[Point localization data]
"""

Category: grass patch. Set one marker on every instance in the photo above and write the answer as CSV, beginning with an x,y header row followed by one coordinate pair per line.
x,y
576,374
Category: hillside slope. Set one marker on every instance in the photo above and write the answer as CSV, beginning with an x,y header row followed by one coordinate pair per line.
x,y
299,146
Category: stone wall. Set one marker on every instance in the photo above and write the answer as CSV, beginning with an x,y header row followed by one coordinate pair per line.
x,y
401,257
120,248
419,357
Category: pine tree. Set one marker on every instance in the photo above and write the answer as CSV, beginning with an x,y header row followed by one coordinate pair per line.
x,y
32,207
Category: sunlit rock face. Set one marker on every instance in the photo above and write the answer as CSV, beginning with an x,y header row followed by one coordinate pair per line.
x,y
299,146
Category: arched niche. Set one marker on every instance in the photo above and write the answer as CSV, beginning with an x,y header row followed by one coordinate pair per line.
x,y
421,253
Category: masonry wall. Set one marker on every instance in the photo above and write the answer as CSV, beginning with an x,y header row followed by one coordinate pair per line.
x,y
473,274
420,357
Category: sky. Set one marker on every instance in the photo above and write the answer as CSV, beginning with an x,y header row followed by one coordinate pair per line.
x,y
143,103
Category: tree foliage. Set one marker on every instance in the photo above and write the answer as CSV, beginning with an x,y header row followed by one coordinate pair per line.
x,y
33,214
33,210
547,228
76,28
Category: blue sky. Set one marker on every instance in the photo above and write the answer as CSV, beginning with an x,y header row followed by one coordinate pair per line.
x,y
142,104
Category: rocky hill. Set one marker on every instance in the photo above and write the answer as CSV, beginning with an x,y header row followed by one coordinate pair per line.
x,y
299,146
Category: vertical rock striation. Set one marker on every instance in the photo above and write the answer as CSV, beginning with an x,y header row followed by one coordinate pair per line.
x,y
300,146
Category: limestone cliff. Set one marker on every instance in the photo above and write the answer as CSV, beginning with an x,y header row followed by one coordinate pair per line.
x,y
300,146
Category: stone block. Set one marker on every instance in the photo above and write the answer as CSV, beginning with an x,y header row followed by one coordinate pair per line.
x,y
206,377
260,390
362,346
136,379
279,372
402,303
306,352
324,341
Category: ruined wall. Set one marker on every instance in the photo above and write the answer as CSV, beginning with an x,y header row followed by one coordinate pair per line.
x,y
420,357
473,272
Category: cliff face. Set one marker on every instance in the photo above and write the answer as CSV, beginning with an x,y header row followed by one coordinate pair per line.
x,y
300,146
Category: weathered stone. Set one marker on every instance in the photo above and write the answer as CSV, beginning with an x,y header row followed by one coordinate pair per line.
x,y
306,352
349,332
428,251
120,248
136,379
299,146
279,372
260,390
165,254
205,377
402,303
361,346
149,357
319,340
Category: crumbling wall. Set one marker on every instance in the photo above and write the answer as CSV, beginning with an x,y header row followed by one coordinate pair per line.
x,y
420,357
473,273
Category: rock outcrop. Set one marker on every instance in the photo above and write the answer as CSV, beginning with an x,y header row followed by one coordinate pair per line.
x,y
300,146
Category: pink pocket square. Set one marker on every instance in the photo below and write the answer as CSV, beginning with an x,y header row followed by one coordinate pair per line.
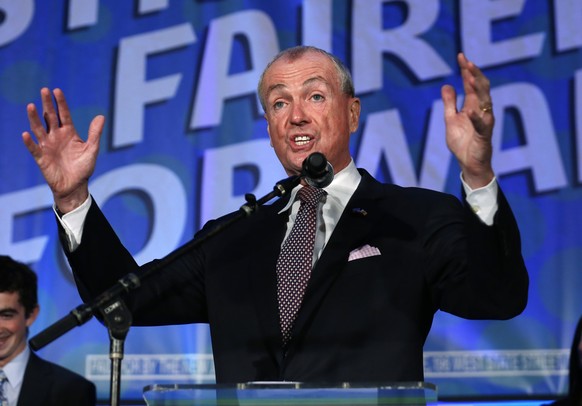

"""

• _What to do_
Please output all of the entries exactly as they appear, with no pictures.

• _Answer box_
Category: grass patch. Set one marker on every instance in the photo above and write the answer as CSV, beginning with an x,y header row followed by one coordinate pair per line.
x,y
576,374
Category: hillside slope. Set one marker on every instance in the photo above and write the answer as CSV, beginning with an x,y header row followed by one coordinate pair per line.
x,y
299,146
Category: stone wall. Set one marker on every instance in the photo above and write the answer as CSV, beginning with an x,y header row followed by one coordinate pair per line.
x,y
401,257
120,248
419,357
Category: pine tree. Set one marker on every instance in the photo above and write the answer as CSV, beginning with an x,y header row followed by one coordinate pair per line.
x,y
32,207
Category: sunlit rock face. Set one marker on every instance in the photo above and write the answer as CSV, beginning with an x,y header row followed by one coordinate pair per line.
x,y
299,146
Category: arched niche. Set one marker on every instance in the photo above and write the answer as CSV, beginning with an x,y header row followed by one coordinate pair per line.
x,y
421,253
Category: masonry wall. Set one marker on every instance in the photo above and write the answer as CSV, beginning with an x,y header row followed by one coordinate pair per line.
x,y
473,274
420,357
Category: sky. Set one marker on every instance in the photo above and write the answer as CSV, beginning with an x,y header row followed by one coordinate pair per line.
x,y
143,103
Category: tree foliage. Set one marker on every instance in the photo above and write the answer as CSV, beginning with an x,y header row followed by one coordinate pair per line.
x,y
33,214
33,210
547,228
76,28
Category: blue sky. Set one marker on every instance in the photo above and write the answer as CSV, beginning with an x,y header row followed by one coordinate pair per line.
x,y
142,104
Category: rocky hill. Set one marker on every instance in the photo above and write the answer as CSV, beginning with an x,y header row followed by one coordinate pair per line.
x,y
299,146
Category: vertical rock striation. Set one marker on every instance in the photo above and write the answer as CSV, beginning with an x,y header row followed by one coordinate pair per line.
x,y
300,146
Category: limestone cliff. Set one marker on every instance in the photo above and write the answer as CSV, beginning with an x,y header row followed by one coordinate pair per line.
x,y
300,146
Category: stone block. Set one marker on every instance in the photo above and write the answer as CSV, beginning with an x,y header row followed by one coordinate pair per line.
x,y
206,377
260,390
362,346
136,379
279,372
402,303
306,352
324,341
Category: ruined wall. Set one marker on every instance in the photo above and write the answer as CSV, beginning with an x,y header row followed by one coordinate pair per line.
x,y
420,357
473,272
Category: cliff face. Set one marker on every instance in the photo above and write the answer as CSV, beginning with an x,y header row followed by one coordinate pair per line.
x,y
300,146
Category: weathered stone. Set one marker on every instance in the photo above and write the answer as CSV, beginning with an x,y header row followed by one coordinate pair per line.
x,y
306,352
349,332
428,251
120,248
136,379
299,146
279,372
260,390
165,254
205,377
402,303
361,346
149,357
319,340
Category: crumbling wall. Set one marker on every instance in the photo above and write the answer as CSV, beginning with an x,y header row followed by one coordinate pair per line.
x,y
420,357
473,273
Category: rock outcrop. Set one marker on every instance in the photo above and write the answer as CSV, beginning with an x,y header row followed by one coordinate pair per line.
x,y
300,146
Category: pink pocket square. Set one marker on every instance in the photo below and write the answer as CSV, beginning with an x,y header row followed by one coordinate pair per line.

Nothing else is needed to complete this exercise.